EXERCISE DETAILS — Copy each line from the data that has the word "below" in it.
INFORMATION SHOWN START
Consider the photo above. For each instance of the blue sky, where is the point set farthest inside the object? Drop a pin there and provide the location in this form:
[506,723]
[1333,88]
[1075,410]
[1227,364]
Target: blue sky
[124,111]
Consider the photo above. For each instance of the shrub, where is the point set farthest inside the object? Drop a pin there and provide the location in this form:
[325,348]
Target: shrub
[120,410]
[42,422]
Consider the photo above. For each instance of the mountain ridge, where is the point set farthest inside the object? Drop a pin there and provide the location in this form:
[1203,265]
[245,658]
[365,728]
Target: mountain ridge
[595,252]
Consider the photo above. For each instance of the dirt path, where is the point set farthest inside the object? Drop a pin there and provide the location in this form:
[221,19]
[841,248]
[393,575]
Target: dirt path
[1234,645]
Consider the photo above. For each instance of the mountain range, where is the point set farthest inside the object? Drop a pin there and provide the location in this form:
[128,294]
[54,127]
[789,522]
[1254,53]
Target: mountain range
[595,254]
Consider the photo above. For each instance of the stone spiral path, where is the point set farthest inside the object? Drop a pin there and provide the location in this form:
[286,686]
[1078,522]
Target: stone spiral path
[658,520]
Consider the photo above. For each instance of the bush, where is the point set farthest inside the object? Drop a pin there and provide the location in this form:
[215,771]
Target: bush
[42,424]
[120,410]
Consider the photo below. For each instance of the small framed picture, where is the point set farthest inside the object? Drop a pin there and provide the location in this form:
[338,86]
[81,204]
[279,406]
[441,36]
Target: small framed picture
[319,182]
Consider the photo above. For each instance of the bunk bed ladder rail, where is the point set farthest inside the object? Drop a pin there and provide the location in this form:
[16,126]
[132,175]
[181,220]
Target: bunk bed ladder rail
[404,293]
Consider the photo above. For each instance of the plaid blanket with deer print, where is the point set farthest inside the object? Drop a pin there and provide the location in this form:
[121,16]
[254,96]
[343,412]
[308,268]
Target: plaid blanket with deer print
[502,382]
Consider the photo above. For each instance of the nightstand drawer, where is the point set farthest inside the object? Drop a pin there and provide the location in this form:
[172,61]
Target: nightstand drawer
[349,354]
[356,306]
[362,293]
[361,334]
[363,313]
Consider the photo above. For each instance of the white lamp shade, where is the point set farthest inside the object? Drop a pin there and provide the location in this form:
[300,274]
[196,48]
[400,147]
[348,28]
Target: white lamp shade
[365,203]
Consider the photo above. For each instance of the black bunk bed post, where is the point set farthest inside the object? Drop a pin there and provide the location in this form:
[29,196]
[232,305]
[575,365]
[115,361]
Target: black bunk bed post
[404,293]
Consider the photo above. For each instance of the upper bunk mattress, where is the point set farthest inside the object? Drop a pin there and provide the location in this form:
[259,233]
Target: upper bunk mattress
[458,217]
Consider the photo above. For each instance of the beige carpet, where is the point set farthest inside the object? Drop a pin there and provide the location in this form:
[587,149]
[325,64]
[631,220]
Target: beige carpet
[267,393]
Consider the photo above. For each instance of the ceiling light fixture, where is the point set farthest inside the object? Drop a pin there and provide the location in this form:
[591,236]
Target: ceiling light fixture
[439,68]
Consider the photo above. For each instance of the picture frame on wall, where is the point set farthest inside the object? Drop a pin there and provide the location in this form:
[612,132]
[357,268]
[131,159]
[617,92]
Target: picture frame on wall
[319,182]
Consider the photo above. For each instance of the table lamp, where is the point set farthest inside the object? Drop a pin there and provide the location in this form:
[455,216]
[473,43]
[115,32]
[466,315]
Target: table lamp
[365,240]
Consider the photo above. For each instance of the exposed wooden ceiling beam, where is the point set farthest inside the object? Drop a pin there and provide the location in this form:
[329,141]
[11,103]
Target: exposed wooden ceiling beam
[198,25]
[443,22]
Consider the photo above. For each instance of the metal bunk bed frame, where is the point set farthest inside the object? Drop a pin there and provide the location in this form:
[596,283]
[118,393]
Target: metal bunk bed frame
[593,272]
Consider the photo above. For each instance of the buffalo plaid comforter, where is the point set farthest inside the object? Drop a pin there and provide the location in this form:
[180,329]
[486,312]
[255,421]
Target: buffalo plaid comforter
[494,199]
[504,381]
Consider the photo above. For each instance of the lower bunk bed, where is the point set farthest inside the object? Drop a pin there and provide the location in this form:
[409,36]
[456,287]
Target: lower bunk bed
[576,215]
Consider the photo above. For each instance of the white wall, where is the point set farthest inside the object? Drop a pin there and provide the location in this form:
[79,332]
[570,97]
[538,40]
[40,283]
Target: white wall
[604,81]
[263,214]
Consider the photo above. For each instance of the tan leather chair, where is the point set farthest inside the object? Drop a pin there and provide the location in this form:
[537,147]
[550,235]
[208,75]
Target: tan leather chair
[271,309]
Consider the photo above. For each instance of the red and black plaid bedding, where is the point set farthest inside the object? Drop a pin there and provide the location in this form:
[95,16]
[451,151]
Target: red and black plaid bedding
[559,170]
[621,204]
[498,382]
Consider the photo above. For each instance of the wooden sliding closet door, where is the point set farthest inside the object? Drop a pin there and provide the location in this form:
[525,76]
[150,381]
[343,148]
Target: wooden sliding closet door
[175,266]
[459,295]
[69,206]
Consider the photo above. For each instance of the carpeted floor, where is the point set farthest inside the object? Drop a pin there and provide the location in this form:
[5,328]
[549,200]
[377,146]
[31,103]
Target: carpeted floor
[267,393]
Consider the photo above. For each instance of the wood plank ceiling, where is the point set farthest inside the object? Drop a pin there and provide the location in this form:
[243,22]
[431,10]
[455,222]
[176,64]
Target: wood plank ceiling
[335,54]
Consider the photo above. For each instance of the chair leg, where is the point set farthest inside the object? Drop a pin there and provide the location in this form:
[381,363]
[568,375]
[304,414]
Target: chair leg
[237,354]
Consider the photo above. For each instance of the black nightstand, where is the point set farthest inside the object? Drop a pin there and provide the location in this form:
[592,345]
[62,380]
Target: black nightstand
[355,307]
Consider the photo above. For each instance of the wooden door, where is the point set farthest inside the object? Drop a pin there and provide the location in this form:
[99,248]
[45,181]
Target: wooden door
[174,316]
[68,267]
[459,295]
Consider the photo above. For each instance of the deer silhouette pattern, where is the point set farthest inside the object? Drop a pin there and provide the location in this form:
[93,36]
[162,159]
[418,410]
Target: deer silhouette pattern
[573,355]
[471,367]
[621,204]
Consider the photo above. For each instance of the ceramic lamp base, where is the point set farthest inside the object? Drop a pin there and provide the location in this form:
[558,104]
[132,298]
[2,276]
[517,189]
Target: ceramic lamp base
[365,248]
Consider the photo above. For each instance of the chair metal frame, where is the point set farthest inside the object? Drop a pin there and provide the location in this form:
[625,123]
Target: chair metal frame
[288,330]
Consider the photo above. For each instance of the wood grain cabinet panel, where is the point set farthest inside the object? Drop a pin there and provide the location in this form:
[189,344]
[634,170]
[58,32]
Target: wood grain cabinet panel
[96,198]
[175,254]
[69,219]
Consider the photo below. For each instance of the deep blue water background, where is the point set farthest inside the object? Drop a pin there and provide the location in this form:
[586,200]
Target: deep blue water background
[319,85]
INFORMATION SHOWN END
ANSWER TO THE EXERCISE —
Consider the photo below. For each instance of the small framed picture, where is the point set farthest inside the object? Drop a pin there and provide the location in this form:
Consider the photo below. For each instance of the deep blue water background, where is the point set farthest inside the object? Drop a pin there and provide the location in this form:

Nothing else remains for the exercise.